**WHAT TO PRODUCE**
Find each line below that contains the word "dark", and copy those lines out.

**RECORDS TO USE**
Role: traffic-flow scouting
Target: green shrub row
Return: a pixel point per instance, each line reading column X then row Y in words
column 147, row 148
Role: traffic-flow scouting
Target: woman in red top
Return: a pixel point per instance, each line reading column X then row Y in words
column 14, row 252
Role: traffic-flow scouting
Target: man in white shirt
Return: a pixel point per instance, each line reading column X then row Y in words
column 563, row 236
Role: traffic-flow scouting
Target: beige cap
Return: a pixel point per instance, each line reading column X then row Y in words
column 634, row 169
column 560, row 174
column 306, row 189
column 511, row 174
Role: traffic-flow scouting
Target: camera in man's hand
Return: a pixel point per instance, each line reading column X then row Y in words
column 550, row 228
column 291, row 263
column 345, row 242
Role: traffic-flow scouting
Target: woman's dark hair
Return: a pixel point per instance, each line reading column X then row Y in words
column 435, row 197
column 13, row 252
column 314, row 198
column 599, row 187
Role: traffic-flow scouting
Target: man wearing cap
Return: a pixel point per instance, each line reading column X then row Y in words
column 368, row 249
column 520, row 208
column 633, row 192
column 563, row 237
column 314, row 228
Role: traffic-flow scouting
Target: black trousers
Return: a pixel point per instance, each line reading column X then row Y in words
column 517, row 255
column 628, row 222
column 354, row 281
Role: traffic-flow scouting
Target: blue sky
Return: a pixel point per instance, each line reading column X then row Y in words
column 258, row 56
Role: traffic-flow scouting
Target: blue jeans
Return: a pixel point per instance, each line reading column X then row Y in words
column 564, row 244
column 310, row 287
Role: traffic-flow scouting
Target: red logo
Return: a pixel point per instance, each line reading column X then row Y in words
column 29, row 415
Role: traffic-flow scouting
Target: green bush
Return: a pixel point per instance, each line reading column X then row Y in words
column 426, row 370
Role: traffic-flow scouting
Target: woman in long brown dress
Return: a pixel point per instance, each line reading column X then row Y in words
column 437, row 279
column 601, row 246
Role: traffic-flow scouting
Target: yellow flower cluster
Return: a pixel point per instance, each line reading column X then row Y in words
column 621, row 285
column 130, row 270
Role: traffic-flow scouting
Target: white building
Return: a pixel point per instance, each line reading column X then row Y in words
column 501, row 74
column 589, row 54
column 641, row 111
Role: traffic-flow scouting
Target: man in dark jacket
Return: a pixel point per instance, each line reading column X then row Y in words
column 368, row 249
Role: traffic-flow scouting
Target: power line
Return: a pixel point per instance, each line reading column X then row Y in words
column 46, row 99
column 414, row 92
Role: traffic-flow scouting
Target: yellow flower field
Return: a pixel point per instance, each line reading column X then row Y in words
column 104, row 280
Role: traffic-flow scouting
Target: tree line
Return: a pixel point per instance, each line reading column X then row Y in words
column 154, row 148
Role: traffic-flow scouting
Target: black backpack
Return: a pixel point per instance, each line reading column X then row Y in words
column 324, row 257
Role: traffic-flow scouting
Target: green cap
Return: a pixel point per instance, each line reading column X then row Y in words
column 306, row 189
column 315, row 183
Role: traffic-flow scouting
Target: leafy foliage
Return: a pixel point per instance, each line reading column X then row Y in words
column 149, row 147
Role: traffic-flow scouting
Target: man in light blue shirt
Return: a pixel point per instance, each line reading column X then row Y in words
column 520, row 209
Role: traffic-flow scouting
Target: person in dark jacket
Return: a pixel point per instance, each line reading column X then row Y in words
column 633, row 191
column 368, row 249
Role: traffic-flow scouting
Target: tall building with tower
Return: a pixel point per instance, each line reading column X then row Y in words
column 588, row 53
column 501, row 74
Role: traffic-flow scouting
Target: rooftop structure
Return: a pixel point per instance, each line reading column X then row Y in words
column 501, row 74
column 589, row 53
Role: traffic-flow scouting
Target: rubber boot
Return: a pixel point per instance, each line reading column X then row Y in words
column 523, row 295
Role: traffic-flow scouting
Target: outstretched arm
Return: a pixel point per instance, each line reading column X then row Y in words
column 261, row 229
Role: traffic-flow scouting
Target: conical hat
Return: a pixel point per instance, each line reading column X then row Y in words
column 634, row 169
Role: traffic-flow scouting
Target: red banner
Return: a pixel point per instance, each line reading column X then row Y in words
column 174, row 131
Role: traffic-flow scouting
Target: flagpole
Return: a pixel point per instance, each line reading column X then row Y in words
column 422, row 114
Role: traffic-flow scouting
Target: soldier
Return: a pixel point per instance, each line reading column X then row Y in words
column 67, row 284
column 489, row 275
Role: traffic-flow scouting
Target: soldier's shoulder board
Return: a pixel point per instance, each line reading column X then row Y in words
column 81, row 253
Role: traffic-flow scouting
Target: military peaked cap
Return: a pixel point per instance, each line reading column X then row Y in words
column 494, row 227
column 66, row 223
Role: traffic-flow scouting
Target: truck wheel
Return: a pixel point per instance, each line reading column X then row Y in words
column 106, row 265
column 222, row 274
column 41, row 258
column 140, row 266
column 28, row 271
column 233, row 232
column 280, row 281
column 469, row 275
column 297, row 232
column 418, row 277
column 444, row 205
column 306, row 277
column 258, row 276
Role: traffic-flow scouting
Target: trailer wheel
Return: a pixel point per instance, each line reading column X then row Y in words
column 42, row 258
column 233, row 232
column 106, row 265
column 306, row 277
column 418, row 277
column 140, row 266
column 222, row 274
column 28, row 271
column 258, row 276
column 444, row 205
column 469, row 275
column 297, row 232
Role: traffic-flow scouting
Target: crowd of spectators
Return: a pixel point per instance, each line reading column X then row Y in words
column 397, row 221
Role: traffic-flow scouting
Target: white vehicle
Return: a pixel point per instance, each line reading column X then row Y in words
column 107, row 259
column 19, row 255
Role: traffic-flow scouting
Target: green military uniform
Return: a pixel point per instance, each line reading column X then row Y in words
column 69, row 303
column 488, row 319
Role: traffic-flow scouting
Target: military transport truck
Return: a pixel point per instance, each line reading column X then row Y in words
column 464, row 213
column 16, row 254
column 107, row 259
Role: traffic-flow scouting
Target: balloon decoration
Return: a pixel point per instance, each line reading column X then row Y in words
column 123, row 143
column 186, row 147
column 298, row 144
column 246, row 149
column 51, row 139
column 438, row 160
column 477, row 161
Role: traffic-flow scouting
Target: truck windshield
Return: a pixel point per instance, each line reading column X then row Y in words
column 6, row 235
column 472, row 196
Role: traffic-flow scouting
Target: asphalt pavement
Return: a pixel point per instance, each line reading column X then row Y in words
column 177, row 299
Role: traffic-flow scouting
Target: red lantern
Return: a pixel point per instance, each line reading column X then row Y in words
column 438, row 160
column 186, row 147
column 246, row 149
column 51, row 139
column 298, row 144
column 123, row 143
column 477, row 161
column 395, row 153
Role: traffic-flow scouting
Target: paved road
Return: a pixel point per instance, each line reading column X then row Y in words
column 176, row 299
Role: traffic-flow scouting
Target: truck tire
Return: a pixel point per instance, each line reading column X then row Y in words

**RESULT FOR THIS EXERCISE**
Target: woman's dark hair
Target: man in dark jacket
Target: person in dark jacket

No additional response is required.